▸ **Aim**:
Write out all of the lines below, exactly and completely.

===== Records for this task =====

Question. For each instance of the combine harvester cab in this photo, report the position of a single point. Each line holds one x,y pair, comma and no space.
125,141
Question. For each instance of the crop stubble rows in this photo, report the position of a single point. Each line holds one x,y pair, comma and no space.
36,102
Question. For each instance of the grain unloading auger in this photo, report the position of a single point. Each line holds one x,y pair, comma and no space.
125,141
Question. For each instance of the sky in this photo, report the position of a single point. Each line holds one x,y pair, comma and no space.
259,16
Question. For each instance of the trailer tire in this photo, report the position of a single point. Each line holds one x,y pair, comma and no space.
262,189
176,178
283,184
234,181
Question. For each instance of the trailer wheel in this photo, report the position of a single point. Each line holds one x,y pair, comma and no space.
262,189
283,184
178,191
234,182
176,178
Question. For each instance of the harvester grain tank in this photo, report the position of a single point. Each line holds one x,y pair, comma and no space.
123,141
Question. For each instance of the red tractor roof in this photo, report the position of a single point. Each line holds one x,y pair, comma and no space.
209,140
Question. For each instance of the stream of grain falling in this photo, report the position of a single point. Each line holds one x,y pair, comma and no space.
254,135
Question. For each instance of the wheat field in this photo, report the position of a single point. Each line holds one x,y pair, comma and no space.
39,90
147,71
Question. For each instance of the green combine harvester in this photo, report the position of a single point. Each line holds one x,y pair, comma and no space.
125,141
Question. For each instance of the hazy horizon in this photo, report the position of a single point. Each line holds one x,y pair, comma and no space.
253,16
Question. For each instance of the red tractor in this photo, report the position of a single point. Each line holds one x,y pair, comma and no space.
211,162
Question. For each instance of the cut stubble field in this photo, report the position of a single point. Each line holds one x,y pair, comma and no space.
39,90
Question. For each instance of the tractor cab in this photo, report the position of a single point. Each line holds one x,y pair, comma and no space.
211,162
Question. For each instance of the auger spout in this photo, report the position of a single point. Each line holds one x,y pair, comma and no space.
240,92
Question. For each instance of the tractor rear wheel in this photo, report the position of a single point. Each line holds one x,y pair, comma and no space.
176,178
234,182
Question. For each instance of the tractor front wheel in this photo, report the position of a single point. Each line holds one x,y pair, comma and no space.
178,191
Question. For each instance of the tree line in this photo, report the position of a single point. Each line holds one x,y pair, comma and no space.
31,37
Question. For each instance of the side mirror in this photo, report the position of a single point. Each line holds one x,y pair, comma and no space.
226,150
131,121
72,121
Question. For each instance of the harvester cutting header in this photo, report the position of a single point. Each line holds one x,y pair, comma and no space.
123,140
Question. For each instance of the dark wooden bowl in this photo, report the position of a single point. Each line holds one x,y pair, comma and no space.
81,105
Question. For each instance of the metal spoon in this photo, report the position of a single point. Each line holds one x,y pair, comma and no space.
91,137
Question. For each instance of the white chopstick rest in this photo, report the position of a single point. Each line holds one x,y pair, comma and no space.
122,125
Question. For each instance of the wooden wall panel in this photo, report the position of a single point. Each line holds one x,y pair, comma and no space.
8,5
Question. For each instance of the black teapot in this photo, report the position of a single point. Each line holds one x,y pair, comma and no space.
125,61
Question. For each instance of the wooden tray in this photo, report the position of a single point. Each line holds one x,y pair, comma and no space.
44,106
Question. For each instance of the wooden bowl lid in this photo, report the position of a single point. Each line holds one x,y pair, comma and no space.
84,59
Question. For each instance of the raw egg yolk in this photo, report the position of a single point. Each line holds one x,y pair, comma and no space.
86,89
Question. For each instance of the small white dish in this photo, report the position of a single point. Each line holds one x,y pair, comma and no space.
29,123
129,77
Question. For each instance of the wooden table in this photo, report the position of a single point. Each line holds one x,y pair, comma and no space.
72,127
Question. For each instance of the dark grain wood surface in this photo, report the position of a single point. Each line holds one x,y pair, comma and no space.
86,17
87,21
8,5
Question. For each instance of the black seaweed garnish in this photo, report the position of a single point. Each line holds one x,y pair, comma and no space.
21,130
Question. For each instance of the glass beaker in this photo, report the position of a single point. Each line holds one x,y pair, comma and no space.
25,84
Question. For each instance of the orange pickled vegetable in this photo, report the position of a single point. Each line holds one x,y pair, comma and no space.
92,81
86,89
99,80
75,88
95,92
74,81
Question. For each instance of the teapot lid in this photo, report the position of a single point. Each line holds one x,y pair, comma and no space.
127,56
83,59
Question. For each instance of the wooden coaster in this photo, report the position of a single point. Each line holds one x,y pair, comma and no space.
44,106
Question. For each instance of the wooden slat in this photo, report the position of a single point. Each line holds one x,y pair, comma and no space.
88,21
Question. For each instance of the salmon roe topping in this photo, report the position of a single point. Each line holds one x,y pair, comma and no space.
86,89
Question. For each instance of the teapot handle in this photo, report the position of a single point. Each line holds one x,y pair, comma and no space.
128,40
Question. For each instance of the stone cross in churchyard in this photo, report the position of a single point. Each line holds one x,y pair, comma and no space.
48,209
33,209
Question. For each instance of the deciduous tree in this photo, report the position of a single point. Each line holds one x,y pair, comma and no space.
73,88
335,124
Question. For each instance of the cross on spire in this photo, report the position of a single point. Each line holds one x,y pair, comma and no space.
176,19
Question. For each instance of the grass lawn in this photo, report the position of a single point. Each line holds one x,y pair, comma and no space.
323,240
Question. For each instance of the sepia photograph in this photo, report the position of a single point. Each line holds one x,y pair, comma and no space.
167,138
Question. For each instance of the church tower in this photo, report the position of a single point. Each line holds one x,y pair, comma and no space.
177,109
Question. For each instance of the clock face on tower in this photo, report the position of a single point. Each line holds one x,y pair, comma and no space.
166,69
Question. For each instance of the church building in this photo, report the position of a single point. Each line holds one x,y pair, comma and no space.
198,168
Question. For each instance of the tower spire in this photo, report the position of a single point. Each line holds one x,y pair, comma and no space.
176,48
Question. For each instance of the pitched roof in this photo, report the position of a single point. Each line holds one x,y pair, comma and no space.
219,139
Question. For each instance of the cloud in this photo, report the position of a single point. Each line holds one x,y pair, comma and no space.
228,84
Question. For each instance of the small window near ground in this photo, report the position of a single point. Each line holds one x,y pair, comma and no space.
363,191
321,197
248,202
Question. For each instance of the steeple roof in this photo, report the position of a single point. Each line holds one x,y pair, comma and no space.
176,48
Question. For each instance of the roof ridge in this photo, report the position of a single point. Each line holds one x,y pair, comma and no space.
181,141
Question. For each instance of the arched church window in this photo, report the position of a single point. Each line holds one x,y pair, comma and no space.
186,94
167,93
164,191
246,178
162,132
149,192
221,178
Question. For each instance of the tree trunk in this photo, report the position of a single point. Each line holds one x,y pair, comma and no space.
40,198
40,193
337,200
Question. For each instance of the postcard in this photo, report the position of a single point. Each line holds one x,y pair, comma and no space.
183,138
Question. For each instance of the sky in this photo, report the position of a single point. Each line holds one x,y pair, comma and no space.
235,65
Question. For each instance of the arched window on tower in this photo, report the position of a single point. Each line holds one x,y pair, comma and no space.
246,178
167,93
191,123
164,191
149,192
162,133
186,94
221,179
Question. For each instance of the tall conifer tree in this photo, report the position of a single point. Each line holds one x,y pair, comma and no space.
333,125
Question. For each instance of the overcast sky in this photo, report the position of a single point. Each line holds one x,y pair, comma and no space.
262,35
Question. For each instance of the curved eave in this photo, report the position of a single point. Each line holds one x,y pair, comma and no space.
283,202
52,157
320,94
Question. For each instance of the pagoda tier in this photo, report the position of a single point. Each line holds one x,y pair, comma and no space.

=====

▸ **Task output**:
Question. For each instance of the combine harvester cab in this photo, report the position of a single point. Each line holds one x,y pair, comma and no space.
125,141
Question. For each instance of the crop stubble rows in this photo, report the position of a single point. Each line holds one x,y pair, comma and no space.
36,102
Question. For each instance of the grain unloading auger in this photo, report the position of a single point. Each line holds one x,y pair, comma and no space.
125,141
Question. For each instance of the sky in this photo, report the position of a single point. Each line holds one x,y pair, comma and no space.
259,16
Question. For each instance of the trailer tire in this photo, report the position of a single point. Each line holds one x,y pair, comma and no space.
262,189
176,178
283,184
234,181
Question. For each instance of the trailer wheel in this photo, report the position of a single point. Each line holds one x,y pair, comma and no space.
262,189
283,184
178,191
234,182
176,178
Question. For each instance of the harvester grain tank in this photo, report the position of a single point. Each line holds one x,y pair, comma and no space.
123,141
Question. For each instance of the red tractor roof in this photo, report the position of a single point. Each line holds one x,y pair, comma and no space.
209,140
Question. For each instance of the stream of grain falling in this photo, report the position of a single point. Each line holds one x,y pair, comma and no space.
254,135
Question. For each instance of the wheat field in this photo, report the position of a single point. Each line holds one x,y pair, comma and no space.
39,90
147,71
Question. For each instance of the green combine harvester in this photo, report the position of a single point. Each line holds one x,y pair, comma and no space.
125,141
Question. For each instance of the hazy horizon in this photo, report the position of a single point. Each line holds one x,y pair, comma and no space.
253,16
Question. For each instance of the red tractor in this photo, report the position of a single point. Each line holds one x,y pair, comma and no space.
211,162
Question. For each instance of the cut stubble field in this photo, report the position of a single point. Each line holds one x,y pair, comma and no space.
39,90
Question. For each instance of the tractor cab in this photo, report the position of a single point. Each line holds one x,y pair, comma and no space.
211,162
Question. For each instance of the auger spout in this photo, report the position of a single point. Each line holds one x,y pair, comma and no space.
240,92
Question. For each instance of the tractor rear wheel in this photo, report the position of a single point. Each line holds one x,y pair, comma and no space.
176,178
234,182
Question. For each instance of the tractor front wheel in this photo, report the position of a single point. Each line holds one x,y pair, comma and no space.
178,191
Question. For each instance of the tree line in this photo, report the position of a single point. Each line holds one x,y pair, comma and no space.
31,37
Question. For each instance of the side mirror in this photo, report the position of a single point. Each line holds one x,y pair, comma and no space.
226,150
131,121
72,121
Question. For each instance of the harvester cutting header in this photo, report the position of a single point. Each line holds one x,y pair, comma and no space.
123,140
Question. For each instance of the dark wooden bowl in this photo, report the position of a single point. Each line holds one x,y pair, comma and no space.
81,105
Question. For each instance of the metal spoon in this photo, report the position of a single point. Each line holds one x,y pair, comma and no space.
91,137
Question. For each instance of the white chopstick rest in this photo, report the position of a single point. Each line holds one x,y pair, comma and no space.
122,125
Question. For each instance of the wooden wall panel in this photo, report the position of a single point. Each line holds one x,y pair, comma and no space.
8,5
Question. For each instance of the black teapot in this photo, report the position of a single point. Each line holds one x,y pair, comma and no space.
125,61
Question. For each instance of the wooden tray in this photo, report the position of a single point. Each line holds one x,y pair, comma and no space.
44,106
Question. For each instance of the wooden bowl lid in this photo, report the position of a single point. Each line holds one x,y pair, comma and no space.
84,59
Question. For each instance of the raw egg yolk in this photo, report the position of a single point. Each line holds one x,y pair, comma and no space.
86,89
Question. For each instance of the small white dish in this photo, report the position of a single point. Each line holds one x,y pair, comma and no space.
29,123
129,77
Question. For each instance of the wooden table in this photo, report the position of a single point. Each line holds one x,y pair, comma and no space.
72,127
Question. For each instance of the dark grain wood surface in this photo, report the position of a single point. Each line holds one x,y pair, comma and no space.
86,17
87,21
8,5
Question. For each instance of the black seaweed garnish in this photo, report the position of a single point. Each line holds one x,y pair, comma and no space.
21,130
Question. For each instance of the glass beaker in this photo, report the position of a single point. Each line holds one x,y pair, comma and no space.
25,84
Question. For each instance of the orange pickled vegetable in this photo, report the position of a single point. Each line holds one x,y pair, comma and no space.
92,81
86,89
99,80
75,88
95,92
74,81
Question. For each instance of the teapot lid in this photo, report the position of a single point. Each line holds one x,y pair, comma and no space.
127,56
83,59
Question. For each instance of the wooden coaster in this photo, report the position of a single point. Each line holds one x,y pair, comma and no space.
44,106
Question. For each instance of the wooden slat in this photo, report the position of a single point. Each line holds one x,y pair, comma and no space.
88,21
Question. For each instance of the salmon roe topping in this photo, report the position of a single point. Each line holds one x,y pair, comma and no space.
86,89
Question. For each instance of the teapot handle in this photo, report the position of a single point. Each line holds one x,y pair, comma and no space.
128,40
Question. For each instance of the stone cross in churchyard in this photo, report the position of a single point. Each line holds one x,y pair, comma and no space.
48,209
33,209
Question. For each instance of the deciduous tree in this photo, report the position of a single point. Each line holds one x,y pair, comma and no space.
73,88
335,124
Question. For each instance of the cross on spire in this photo, report the position of a single point. Each line holds one x,y pair, comma and no space.
176,19
Question. For each instance of the grass lawn in this photo, report the position of a single point. Each line holds one x,y pair, comma and no space.
323,240
Question. For each instance of the sepia photograph in this photo, report the position of a single point. Each line holds one x,y pair, comma and no space.
167,138
Question. For each instance of the church tower in this photo, report the position of a single point. Each line holds one x,y pair, comma and no space.
177,109
Question. For each instance of the clock face on tower in this photo, report the position of a single point. Each line holds one x,y pair, comma and no space.
166,69
Question. For each instance of the church building in this photo, report the position of a single point. Each line holds one x,y pair, comma and no space.
198,168
Question. For each instance of the tower spire in this photo, report the position of a single point. Each line holds one x,y pair, comma and no space.
176,48
Question. For each instance of the pitched roof in this photo, report the position of a single point. Each line holds one x,y pair, comma and no space.
219,139
Question. For each instance of the cloud in this photo, report the position of a single point. Each line holds one x,y pair, comma and no space.
228,84
Question. For each instance of the small window near ground in this photo, report the position of a single point. Each line holds one x,y pair, comma and no space.
363,191
321,197
248,202
Question. For each instance of the steeple roof in this photo, report the position of a single point. Each line holds one x,y pair, comma and no space.
176,48
Question. For each instance of the roof ridge in this photo, report the position of a single point. Each line holds one x,y pair, comma and no space.
181,141
Question. For each instance of the arched church window in this photo, report the position of a single point. Each line holds one x,y pair, comma and no space.
186,94
167,93
164,191
246,178
162,132
149,192
221,178
Question. For each instance of the tree trunk in this photo, report the position of a single point. Each line holds one x,y pair, comma and no space.
40,198
40,193
337,200
Question. For each instance of the postcard in this photo, report the position of a single point. Each line holds one x,y pair, comma and no space.
183,138
Question. For each instance of the sky in this photo, report the position of a single point. Each line holds one x,y pair, comma and no space.
235,65
Question. For each instance of the arched window on tower in this photo, report the position of a single point. Each line holds one x,y pair, comma and no space.
246,178
167,93
191,123
164,191
149,192
162,133
186,94
221,179
Question. For each instance of the tall conifer tree in this photo, report the position of a single point. Each line holds one x,y pair, comma and no space.
333,125
Question. For each instance of the overcast sky in this photo, report the position of a single point. Each line holds one x,y pair, comma and no space.
262,35
Question. For each instance of the curved eave in this photo, report the position of a single point. Each line holds one x,y pair, comma and no space.
283,202
52,157
320,94
Question. For each instance of the pagoda tier in this photo, report the position of a single point. Each line holds one x,y pair, comma and no space.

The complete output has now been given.